* _Task statement_
Could you write out all of the data below, every line, word for word and unchanged?

* _Entries_
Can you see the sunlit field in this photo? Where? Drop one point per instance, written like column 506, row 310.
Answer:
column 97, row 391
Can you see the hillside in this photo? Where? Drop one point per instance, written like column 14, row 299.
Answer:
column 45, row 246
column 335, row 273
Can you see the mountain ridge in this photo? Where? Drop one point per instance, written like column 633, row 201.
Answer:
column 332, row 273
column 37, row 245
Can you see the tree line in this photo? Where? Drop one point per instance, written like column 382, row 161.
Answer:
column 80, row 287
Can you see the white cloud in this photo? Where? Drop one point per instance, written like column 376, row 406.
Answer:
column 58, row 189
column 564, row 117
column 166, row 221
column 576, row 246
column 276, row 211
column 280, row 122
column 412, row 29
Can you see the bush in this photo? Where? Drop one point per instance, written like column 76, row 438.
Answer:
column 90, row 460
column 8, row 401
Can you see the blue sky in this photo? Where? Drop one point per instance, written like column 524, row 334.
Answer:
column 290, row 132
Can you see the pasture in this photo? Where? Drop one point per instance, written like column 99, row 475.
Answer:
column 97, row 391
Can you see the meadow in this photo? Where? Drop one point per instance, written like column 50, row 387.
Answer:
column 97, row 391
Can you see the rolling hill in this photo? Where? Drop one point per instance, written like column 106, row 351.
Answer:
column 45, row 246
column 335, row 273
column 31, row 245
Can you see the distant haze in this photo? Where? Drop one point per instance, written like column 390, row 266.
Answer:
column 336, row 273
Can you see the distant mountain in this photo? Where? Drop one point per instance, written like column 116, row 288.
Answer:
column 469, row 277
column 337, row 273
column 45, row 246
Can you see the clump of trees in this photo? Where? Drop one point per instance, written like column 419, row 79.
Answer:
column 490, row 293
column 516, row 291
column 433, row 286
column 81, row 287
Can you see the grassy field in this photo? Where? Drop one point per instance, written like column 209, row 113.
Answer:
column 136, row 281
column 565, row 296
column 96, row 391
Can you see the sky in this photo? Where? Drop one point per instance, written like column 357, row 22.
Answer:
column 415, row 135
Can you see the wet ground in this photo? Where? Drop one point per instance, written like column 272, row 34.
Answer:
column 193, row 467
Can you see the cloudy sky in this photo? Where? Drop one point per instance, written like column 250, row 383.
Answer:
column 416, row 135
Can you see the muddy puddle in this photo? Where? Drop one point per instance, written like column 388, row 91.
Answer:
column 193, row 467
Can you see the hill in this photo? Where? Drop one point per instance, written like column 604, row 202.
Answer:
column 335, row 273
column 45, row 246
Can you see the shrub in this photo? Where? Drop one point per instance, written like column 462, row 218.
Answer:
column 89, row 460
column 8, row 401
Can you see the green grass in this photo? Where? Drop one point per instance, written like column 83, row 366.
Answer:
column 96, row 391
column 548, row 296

* _Exercise solution_
Can you see the sunlit field in this photo? Where? Drop one point per instance, written like column 506, row 310.
Answer:
column 97, row 391
Can you see the hillside in this photo? Where? Drop one point per instance, written like column 14, row 299.
Answer:
column 45, row 246
column 335, row 273
Can you see the mountain ridge in this photo? Where? Drop one point per instance, written like column 633, row 201.
Answer:
column 332, row 273
column 37, row 245
Can you see the tree line in this photo? Where? Drop one point per instance, written like column 382, row 161.
Answer:
column 80, row 287
Can you see the white cloud in this photo? Where? Drop one point per instance, written like column 376, row 406.
Answer:
column 58, row 189
column 564, row 117
column 166, row 221
column 576, row 246
column 276, row 211
column 280, row 122
column 412, row 29
Can you see the bush in this photo? Where? Drop one point per instance, written like column 76, row 438.
Answer:
column 90, row 460
column 8, row 401
Can you see the blue sky in this photo? Where? Drop one point per instance, written like column 524, row 334.
Answer:
column 290, row 132
Can you see the pasture in this photo? Where? Drop one point per instance, written like column 99, row 475.
Answer:
column 97, row 391
Can you see the meadow in this photo? Where? Drop one point per instance, written like column 50, row 387.
Answer:
column 97, row 391
Can you see the rolling hill in this photo? Where? Drop one point per instance, written like column 106, row 351.
Answer:
column 45, row 246
column 335, row 273
column 31, row 245
Can you see the distant haze in this photo? Where? Drop one point per instance, written like column 390, row 266.
Answer:
column 336, row 273
Can you see the distant mountain in this photo? Where? Drop one point per instance, written like column 116, row 288.
Answer:
column 469, row 277
column 337, row 273
column 45, row 246
Can you see the clump of trees in this photo? Where? Drop one point per instance, written like column 419, row 79.
Answer:
column 490, row 293
column 516, row 291
column 433, row 286
column 81, row 287
Can you see the grassy field in this photo? Where? Drop one point per instance, written like column 209, row 113.
Answer:
column 136, row 281
column 565, row 296
column 96, row 391
Can you see the sky in this photo? Where? Drop one point per instance, written like column 357, row 22.
Answer:
column 415, row 135
Can you see the wet ground in this photo? Where? Drop one point per instance, written like column 272, row 34.
Answer:
column 193, row 467
Can you see the cloudy sky in this photo? Where? Drop one point per instance, written like column 250, row 383.
Answer:
column 416, row 135
Can you see the muddy puddle in this photo? Where? Drop one point per instance, written like column 388, row 91.
Answer:
column 193, row 467
Can you see the hill in this photo? Where? Drop one point per instance, written like column 604, row 202.
Answer:
column 335, row 273
column 45, row 246
Can you see the shrub in this photo? Where? Drop one point per instance, written like column 462, row 218.
Answer:
column 89, row 460
column 8, row 401
Can you see the green grass in this photo? Where? Drop one point per instance, written like column 83, row 366.
Answer:
column 96, row 391
column 548, row 296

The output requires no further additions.